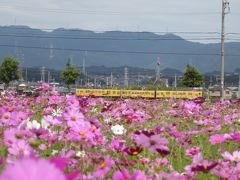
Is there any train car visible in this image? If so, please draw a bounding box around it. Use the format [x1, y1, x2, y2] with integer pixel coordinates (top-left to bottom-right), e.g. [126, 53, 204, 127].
[76, 89, 202, 99]
[156, 91, 202, 99]
[121, 90, 155, 98]
[76, 89, 121, 97]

===

» Work to be completed: Rewrite each entry above, swapping "train car" for "railroad car" and leaving all other wording unchanged. Leave the pictures out.

» Output of the task:
Is there any railroad car visible in this image? If so, please draw a bounding box around it. Use the format [x1, y1, x2, y2] with integer pixel coordinates (top-left to bottom-right), e.g. [126, 53, 204, 127].
[76, 89, 202, 99]
[156, 91, 202, 99]
[121, 90, 155, 98]
[76, 89, 121, 97]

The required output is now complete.